### MATERIAL FOR THIS EXERCISE
Content starts
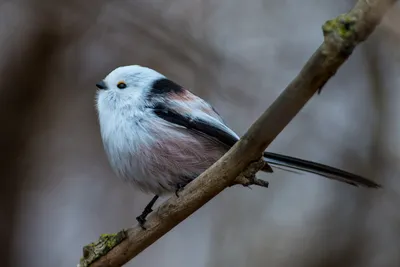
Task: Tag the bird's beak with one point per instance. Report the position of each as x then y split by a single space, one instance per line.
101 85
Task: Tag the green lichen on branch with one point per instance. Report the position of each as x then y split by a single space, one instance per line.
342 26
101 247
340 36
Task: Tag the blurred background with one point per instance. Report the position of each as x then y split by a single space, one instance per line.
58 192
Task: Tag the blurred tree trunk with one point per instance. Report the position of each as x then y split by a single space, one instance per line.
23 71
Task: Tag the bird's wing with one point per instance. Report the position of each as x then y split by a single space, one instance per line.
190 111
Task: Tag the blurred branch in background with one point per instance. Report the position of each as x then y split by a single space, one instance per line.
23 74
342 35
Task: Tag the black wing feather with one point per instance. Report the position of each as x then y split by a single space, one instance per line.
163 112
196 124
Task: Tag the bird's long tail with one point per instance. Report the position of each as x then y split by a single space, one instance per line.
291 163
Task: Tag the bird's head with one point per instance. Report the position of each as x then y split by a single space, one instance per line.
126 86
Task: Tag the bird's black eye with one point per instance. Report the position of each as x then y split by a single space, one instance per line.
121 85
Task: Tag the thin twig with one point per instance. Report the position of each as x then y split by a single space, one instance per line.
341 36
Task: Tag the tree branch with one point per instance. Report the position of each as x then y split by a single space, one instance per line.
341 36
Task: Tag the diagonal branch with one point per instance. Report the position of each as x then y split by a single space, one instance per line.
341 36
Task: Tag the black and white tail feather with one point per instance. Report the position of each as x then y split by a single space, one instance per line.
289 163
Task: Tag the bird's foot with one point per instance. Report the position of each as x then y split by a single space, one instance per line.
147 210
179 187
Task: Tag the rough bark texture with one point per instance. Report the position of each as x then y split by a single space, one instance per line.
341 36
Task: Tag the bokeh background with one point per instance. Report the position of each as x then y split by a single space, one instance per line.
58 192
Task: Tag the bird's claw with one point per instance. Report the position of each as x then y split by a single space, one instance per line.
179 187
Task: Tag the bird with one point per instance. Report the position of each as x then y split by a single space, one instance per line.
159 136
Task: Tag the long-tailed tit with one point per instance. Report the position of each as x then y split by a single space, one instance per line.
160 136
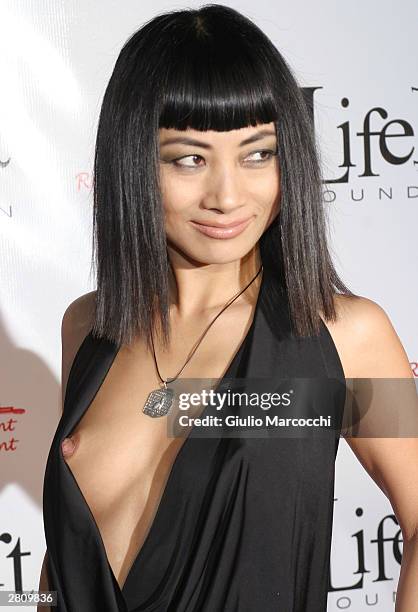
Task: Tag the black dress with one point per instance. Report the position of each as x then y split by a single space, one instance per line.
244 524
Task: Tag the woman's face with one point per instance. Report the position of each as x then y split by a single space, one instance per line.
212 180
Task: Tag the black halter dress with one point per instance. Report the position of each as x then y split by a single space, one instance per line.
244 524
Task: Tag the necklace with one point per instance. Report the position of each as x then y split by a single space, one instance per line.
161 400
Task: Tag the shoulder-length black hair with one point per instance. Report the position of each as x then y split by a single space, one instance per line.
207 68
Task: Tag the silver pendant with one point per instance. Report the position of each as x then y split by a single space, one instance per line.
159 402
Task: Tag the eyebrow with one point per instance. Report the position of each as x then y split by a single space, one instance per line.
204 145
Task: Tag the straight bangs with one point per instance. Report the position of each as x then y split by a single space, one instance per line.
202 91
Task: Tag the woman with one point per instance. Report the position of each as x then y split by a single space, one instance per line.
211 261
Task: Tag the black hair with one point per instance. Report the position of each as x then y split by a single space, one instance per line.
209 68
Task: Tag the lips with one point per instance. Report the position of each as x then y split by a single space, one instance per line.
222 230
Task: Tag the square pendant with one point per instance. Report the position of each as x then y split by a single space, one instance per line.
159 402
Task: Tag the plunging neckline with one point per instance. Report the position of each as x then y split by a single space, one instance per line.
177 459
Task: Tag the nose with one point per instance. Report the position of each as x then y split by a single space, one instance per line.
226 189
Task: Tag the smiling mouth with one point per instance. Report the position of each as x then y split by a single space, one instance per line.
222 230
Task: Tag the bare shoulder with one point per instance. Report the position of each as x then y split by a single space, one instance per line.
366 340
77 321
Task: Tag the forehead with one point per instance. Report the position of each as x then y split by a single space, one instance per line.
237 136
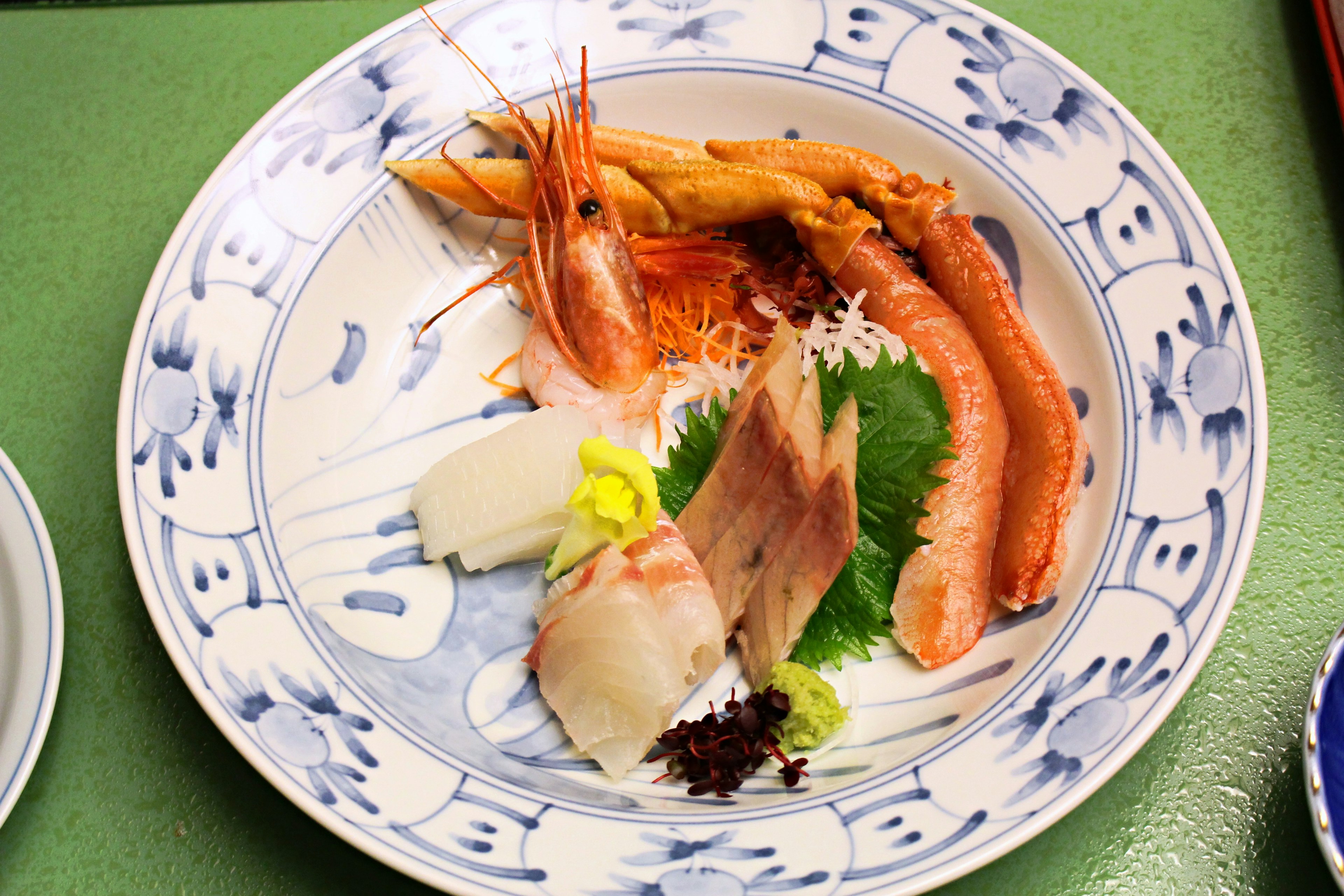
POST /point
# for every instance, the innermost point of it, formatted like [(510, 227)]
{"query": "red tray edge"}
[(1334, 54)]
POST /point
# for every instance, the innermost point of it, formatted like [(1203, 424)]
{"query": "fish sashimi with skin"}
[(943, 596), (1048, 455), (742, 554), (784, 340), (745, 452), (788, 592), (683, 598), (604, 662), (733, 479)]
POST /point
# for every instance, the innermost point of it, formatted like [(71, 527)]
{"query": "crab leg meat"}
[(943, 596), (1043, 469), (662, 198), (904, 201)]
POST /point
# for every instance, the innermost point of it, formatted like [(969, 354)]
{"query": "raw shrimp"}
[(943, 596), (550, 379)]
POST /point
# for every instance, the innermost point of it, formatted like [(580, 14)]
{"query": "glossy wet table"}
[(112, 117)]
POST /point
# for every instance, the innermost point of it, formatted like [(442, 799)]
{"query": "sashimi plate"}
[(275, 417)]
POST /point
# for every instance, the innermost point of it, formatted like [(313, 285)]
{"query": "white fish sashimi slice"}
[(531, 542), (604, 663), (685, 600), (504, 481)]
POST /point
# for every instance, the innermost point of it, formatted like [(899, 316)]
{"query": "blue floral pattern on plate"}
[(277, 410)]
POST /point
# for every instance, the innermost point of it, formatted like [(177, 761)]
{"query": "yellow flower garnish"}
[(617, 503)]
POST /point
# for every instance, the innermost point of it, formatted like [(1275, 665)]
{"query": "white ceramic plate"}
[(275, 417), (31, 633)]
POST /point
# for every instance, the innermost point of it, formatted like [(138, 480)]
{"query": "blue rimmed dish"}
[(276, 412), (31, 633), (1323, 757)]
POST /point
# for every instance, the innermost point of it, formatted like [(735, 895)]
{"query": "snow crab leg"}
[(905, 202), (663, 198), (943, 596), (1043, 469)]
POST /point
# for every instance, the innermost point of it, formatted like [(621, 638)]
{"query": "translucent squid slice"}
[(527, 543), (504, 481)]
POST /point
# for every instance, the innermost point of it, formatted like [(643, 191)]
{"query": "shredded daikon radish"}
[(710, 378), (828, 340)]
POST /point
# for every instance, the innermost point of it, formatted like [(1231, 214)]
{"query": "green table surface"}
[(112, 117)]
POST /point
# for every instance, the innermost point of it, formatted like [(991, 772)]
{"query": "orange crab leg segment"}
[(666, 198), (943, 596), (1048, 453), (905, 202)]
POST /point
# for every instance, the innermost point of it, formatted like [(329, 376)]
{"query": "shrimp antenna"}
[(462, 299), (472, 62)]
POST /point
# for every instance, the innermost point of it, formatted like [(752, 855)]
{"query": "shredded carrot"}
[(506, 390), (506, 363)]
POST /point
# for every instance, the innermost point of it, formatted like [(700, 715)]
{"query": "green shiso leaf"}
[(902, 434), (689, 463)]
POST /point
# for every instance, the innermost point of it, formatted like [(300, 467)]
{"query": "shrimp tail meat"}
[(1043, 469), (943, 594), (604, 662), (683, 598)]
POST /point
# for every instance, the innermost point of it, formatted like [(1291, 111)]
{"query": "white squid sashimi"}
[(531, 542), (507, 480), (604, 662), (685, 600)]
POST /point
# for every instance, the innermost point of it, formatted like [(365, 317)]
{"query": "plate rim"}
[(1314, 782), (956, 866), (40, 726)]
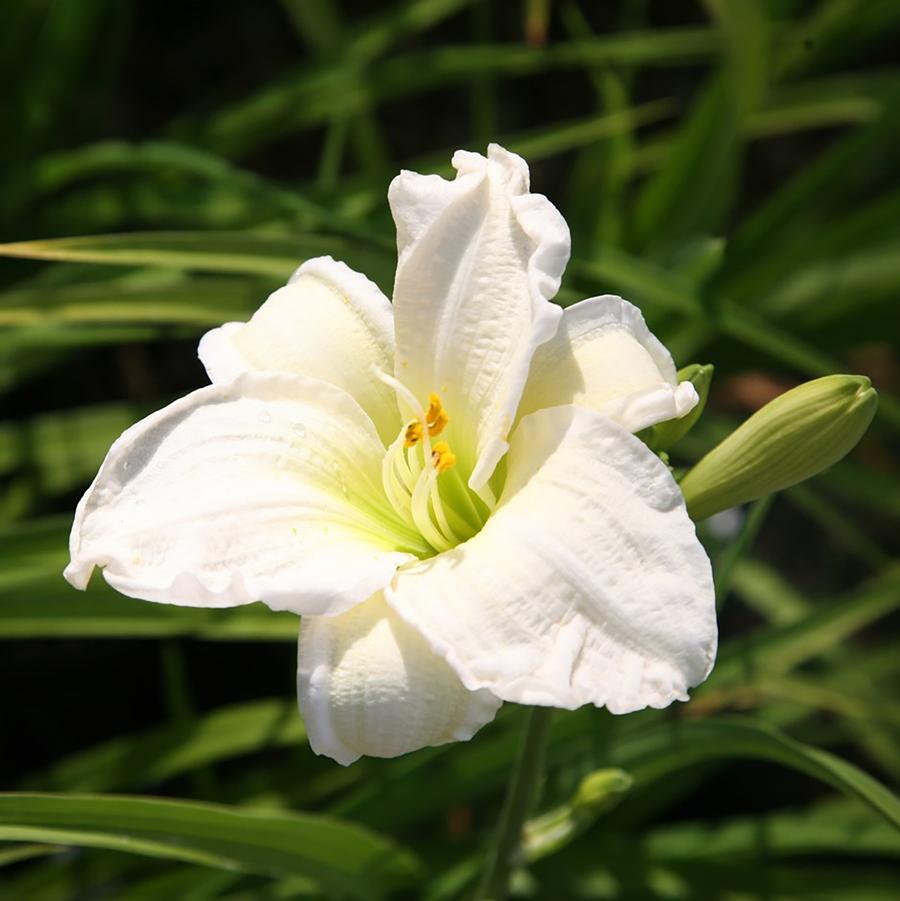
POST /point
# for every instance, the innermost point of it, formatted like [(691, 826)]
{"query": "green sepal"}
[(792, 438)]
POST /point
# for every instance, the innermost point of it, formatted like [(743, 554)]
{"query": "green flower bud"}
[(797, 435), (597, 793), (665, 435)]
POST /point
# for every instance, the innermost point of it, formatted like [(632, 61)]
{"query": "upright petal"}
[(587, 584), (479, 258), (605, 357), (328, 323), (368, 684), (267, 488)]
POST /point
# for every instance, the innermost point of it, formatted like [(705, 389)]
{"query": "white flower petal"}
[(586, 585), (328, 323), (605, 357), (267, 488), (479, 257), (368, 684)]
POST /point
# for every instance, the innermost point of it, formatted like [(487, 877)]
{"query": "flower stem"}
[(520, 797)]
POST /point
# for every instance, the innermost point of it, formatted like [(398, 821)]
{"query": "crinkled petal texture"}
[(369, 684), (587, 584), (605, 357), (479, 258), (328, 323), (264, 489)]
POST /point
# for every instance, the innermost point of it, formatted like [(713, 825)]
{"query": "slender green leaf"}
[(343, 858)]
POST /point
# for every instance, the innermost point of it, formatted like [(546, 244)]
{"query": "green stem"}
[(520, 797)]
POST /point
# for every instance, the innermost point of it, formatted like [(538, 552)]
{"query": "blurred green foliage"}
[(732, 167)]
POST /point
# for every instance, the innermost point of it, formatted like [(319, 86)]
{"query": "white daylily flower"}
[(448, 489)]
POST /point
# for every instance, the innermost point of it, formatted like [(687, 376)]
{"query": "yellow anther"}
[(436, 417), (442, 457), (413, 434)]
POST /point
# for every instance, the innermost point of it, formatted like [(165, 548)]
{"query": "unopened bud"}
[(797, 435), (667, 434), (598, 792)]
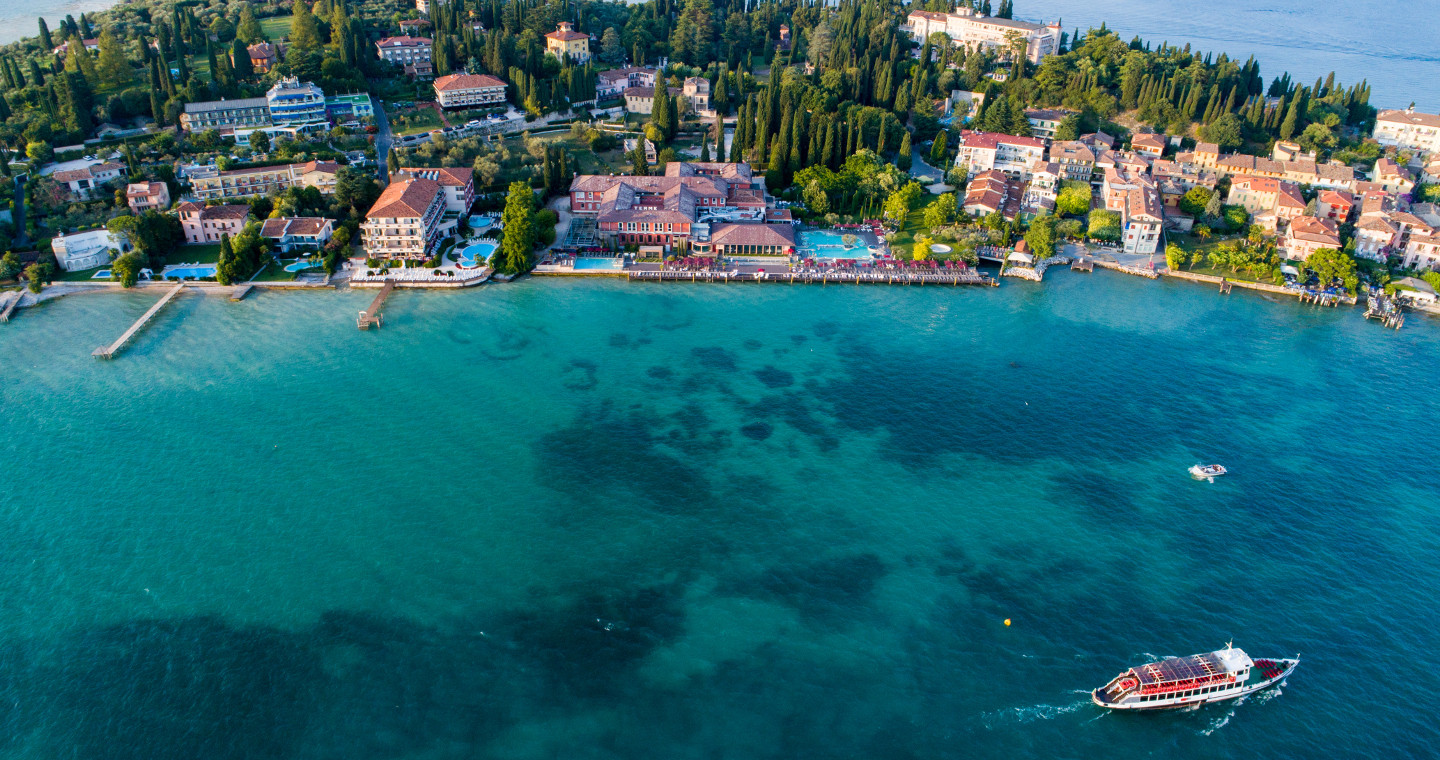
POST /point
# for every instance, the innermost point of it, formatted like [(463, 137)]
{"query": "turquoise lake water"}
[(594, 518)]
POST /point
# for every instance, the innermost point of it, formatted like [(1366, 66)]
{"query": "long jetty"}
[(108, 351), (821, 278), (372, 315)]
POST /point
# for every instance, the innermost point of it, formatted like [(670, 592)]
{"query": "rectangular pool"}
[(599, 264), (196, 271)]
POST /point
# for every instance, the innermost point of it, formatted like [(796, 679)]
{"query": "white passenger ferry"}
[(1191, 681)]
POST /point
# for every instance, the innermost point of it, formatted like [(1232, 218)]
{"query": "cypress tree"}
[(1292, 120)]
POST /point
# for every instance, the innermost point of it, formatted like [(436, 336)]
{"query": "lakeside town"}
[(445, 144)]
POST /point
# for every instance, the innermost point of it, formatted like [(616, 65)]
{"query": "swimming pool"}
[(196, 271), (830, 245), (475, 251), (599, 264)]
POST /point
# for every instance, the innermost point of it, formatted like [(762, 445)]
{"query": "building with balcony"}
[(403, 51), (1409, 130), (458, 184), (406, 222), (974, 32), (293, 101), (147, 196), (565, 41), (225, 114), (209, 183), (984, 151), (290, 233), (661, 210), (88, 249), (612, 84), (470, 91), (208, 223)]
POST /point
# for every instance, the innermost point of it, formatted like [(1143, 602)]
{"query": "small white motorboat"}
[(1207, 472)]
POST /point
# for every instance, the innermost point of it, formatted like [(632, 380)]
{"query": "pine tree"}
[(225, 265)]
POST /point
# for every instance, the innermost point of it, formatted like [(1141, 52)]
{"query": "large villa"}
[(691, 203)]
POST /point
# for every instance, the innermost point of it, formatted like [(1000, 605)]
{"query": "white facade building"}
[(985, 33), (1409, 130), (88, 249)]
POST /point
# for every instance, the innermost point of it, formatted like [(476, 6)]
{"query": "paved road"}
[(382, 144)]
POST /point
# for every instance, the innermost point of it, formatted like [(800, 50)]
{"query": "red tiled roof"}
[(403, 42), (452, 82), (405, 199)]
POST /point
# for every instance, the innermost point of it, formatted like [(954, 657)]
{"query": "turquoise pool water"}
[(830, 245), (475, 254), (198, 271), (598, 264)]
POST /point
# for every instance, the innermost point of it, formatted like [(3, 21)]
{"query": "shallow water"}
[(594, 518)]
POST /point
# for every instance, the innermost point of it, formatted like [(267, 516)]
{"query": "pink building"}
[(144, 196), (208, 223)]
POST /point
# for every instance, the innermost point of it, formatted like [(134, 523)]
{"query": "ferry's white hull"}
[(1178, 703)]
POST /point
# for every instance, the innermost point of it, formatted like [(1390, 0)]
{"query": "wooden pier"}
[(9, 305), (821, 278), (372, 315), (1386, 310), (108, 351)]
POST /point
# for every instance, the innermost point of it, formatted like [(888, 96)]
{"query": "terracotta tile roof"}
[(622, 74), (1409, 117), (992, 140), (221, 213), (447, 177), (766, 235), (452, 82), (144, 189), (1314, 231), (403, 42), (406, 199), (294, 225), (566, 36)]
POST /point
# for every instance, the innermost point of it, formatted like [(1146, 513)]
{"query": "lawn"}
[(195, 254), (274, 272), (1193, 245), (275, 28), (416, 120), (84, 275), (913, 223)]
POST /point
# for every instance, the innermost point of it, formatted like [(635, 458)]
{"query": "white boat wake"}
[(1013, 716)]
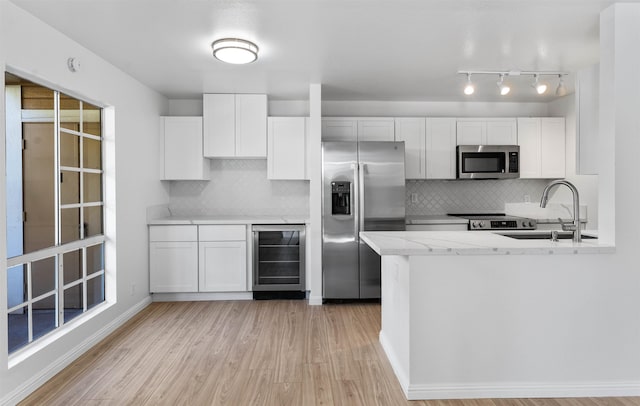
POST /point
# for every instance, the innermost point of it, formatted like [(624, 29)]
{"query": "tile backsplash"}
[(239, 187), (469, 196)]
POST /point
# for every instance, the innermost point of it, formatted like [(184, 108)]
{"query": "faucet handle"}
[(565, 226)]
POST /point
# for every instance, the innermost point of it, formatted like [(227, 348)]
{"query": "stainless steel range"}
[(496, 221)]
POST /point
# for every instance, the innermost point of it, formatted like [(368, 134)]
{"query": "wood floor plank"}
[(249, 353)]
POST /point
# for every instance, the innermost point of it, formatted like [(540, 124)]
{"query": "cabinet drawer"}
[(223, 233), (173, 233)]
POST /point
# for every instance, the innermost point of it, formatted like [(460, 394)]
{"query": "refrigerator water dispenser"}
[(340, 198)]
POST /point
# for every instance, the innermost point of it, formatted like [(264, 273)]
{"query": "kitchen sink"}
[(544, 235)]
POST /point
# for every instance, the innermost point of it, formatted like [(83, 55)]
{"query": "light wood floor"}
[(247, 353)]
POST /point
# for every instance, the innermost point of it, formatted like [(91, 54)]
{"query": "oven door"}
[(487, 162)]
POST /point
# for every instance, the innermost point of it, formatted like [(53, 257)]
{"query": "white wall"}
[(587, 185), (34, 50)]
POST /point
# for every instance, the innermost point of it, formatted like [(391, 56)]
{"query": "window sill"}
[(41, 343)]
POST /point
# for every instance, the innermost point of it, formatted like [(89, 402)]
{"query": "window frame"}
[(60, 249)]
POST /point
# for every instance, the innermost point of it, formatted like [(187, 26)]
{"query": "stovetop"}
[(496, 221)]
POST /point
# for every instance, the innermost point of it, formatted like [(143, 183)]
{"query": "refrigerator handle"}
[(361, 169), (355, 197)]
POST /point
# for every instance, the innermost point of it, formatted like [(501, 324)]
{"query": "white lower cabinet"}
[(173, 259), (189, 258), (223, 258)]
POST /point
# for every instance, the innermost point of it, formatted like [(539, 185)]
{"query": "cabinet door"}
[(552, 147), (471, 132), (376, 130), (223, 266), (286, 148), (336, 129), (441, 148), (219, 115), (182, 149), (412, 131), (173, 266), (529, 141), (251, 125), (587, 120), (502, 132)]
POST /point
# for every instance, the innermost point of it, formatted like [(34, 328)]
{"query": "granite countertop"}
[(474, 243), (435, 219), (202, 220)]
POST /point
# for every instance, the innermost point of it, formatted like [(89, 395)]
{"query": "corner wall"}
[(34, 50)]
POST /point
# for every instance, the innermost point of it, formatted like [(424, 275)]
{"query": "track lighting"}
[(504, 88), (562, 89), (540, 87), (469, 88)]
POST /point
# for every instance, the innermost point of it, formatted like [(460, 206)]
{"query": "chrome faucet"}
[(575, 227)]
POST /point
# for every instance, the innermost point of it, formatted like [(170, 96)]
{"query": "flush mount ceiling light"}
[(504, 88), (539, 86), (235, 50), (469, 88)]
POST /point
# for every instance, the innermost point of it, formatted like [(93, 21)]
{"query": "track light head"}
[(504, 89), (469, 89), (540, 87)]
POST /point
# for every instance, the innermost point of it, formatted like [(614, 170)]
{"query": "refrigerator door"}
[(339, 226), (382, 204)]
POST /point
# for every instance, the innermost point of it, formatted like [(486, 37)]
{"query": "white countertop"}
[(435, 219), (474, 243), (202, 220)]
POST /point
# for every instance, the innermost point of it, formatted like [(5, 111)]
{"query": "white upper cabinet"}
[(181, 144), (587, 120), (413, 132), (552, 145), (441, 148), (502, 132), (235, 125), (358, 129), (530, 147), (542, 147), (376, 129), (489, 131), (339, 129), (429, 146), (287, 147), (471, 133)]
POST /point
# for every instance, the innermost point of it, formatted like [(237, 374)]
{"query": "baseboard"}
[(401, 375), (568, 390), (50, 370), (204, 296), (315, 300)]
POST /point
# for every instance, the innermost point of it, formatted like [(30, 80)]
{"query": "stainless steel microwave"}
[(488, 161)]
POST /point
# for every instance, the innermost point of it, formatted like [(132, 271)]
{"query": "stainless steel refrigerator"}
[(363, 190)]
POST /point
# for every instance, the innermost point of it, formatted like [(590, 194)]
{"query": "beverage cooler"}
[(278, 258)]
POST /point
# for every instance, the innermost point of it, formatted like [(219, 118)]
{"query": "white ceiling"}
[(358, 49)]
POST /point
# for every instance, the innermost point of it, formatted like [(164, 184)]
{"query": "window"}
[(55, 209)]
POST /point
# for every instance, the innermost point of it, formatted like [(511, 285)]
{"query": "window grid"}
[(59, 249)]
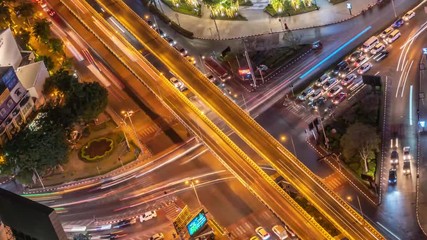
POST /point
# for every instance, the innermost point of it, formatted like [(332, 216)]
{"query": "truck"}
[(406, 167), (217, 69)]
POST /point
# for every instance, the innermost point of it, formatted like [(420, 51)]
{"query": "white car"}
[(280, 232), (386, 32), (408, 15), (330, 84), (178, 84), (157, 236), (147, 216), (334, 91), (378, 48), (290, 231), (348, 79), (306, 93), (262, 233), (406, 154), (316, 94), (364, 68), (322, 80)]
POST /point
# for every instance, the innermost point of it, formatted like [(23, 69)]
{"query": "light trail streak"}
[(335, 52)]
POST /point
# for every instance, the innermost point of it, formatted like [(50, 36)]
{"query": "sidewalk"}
Content ends
### PROBLEM DESCRIPTION
Print nothing but the lines from the line with "like [(23, 69)]" to the last line of the records above. Both of those lines count.

### ANSWER SPACE
# for every instance, the innermost point of it, formatted like [(23, 69)]
{"query": "light trail streak"}
[(335, 52)]
POST /point
# for every instance, the innermost point of it, formatted like [(50, 36)]
{"query": "sidewalk"}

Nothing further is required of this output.